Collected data

————————

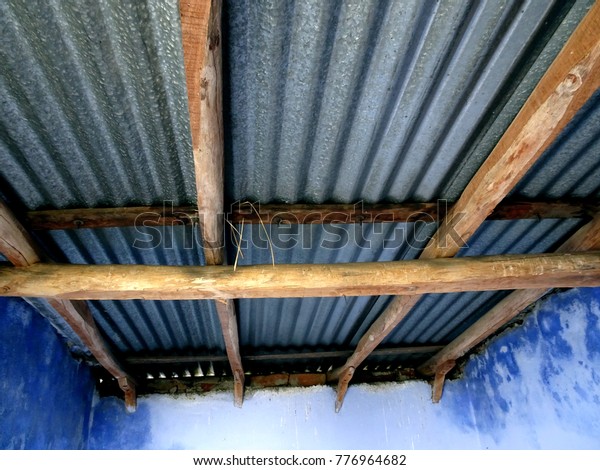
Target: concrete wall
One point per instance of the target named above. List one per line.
(45, 395)
(535, 387)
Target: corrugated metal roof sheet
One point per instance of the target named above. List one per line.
(146, 326)
(570, 167)
(355, 100)
(93, 107)
(340, 322)
(327, 101)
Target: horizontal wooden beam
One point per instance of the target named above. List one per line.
(20, 249)
(586, 238)
(567, 85)
(311, 355)
(169, 215)
(120, 282)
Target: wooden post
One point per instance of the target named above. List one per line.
(20, 249)
(565, 87)
(202, 50)
(587, 238)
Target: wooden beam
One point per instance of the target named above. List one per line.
(568, 84)
(292, 356)
(69, 219)
(121, 282)
(15, 243)
(227, 317)
(565, 87)
(201, 29)
(202, 49)
(438, 381)
(587, 238)
(21, 250)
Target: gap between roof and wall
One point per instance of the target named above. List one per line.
(531, 387)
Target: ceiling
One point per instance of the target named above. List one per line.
(324, 103)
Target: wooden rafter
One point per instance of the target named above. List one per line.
(125, 282)
(587, 238)
(565, 87)
(202, 50)
(288, 356)
(68, 219)
(20, 249)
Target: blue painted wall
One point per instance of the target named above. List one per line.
(45, 395)
(537, 386)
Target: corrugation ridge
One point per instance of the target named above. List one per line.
(545, 42)
(129, 102)
(111, 312)
(166, 18)
(52, 125)
(374, 28)
(388, 108)
(464, 317)
(242, 124)
(504, 24)
(111, 331)
(433, 88)
(568, 160)
(324, 62)
(347, 64)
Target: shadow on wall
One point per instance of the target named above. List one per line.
(542, 376)
(45, 395)
(533, 387)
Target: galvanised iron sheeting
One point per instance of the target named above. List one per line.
(267, 324)
(439, 318)
(378, 100)
(93, 107)
(137, 326)
(571, 165)
(318, 322)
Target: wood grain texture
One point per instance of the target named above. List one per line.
(201, 28)
(586, 238)
(202, 50)
(121, 282)
(569, 82)
(69, 219)
(19, 248)
(227, 317)
(15, 243)
(565, 87)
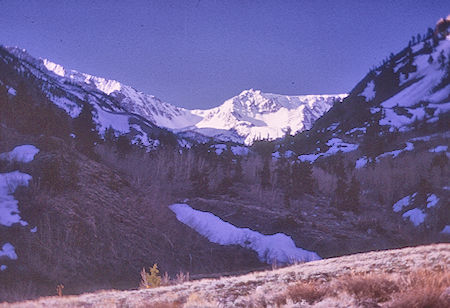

————————

**Description of the task:** Show each line in the data where the string "wall" appears.

**Worked solution:**
Target: concrete wall
Target: gap between roof and wall
Target: blue painted wall
Target: shadow on wall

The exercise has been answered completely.